Job: Rewrite each of the records below as one row of a two-column CSV with the headers "prompt" and "response". Put the record's text in "prompt" and its answer in "response", each in a single quoted field with line breaks replaced by spaces, and leave out the pictures.

(Items from a data source)

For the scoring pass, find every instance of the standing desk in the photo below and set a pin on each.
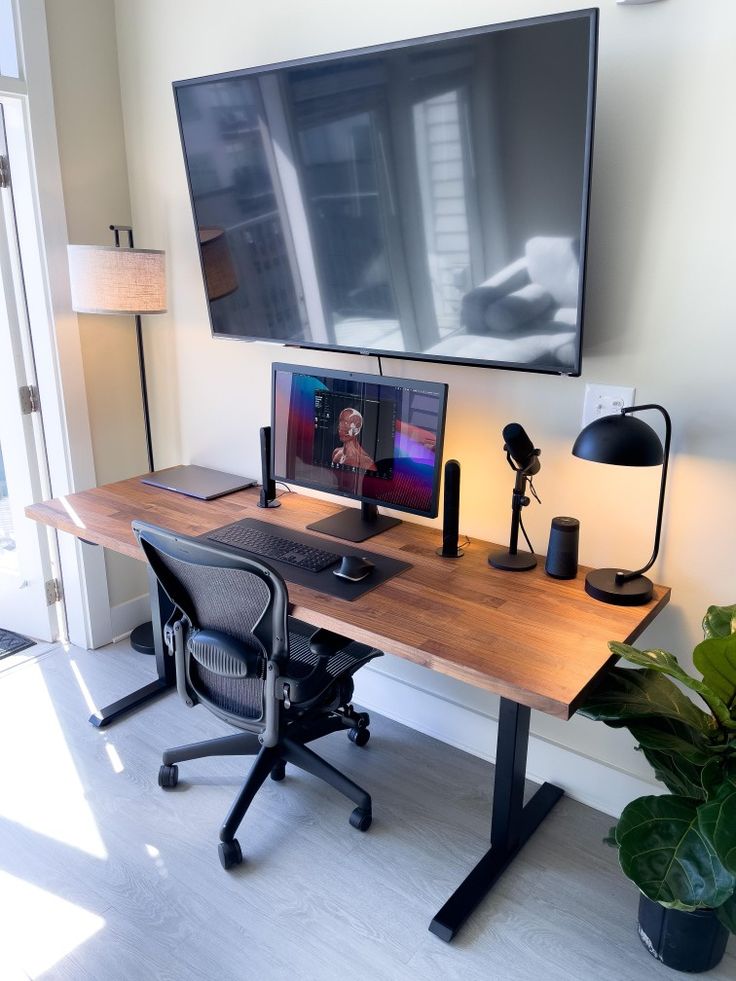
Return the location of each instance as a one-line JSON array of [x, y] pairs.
[[538, 643]]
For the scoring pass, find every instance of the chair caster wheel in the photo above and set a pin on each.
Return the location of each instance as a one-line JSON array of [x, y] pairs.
[[359, 736], [230, 853], [361, 819], [168, 776]]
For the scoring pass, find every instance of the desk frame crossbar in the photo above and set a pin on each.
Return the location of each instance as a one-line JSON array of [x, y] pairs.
[[161, 608], [512, 822]]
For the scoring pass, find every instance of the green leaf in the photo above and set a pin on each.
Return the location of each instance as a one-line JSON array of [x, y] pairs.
[[719, 621], [667, 664], [625, 694], [674, 738], [663, 851], [712, 777], [715, 658], [717, 821], [727, 914], [678, 776]]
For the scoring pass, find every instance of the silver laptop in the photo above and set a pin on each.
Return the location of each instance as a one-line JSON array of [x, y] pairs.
[[200, 482]]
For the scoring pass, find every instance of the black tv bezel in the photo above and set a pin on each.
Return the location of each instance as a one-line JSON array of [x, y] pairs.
[[436, 388], [591, 14]]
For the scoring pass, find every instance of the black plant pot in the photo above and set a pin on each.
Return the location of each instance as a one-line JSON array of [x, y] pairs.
[[681, 940]]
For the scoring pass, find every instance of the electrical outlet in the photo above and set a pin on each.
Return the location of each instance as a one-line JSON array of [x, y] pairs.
[[605, 400]]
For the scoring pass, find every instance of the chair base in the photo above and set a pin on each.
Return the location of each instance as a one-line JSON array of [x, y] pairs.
[[272, 760]]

Result of the task:
prompt,response
"For the scoring pass, find every instance of the standing desk in the photo below and set a pin on each. Return the location of each instance as a one-line JSON array of [x, y] pairs.","[[538, 643]]"
"For the scoring pass, find every instance of the chair caster wheel in the photo above and set a pin on each. Return the location of each instance as a one-line JSON array of [x, y] pairs.","[[359, 736], [230, 853], [361, 819], [168, 776]]"
"For the scoring pass, find every instance of the desk frame crossbar in the photo above and set a pin on each. Return the location of each instance as a one-line JSON array of [x, y] pairs.","[[161, 608], [512, 822]]"
"For the scoring pass, find every instance of the green leaf in the photo above and set a pin on each. Return the location of each instance as a one-line JSON array of [x, y] pairs.","[[719, 621], [667, 664], [625, 694], [674, 738], [663, 851], [712, 777], [715, 658], [717, 821], [727, 914], [678, 776]]"
"For the scoring pass, find every instance of the silver laptop in the photo above and set a pin on each. Return the location of each instance as a one-line JSON array of [x, y] pairs.","[[200, 482]]"
"For the scoring pass, find every instance of the black tv bezel in the photo above and set a pin on each. Return the location of each instance as a one-line JSON array of [x, y] pairs.","[[436, 388], [591, 14]]"
"For the scoring pass, find every instance of the black plant pot in the photo above and set a pin on each. Return the location of each instance as a one-line JSON array of [x, y] pairs.","[[681, 940]]"
"For the scoring pass, find every instance of the electrical outlet in the photo above and set a pin on each. Return the location of each instance as a one-line JSON array of [x, y] pairs.","[[605, 400]]"
"For the scoring pass, find every instance of the chair base in the photo above and set a pin on each. Return the location of each instance as a one-line JSON array of [x, y] pairs.","[[272, 760]]"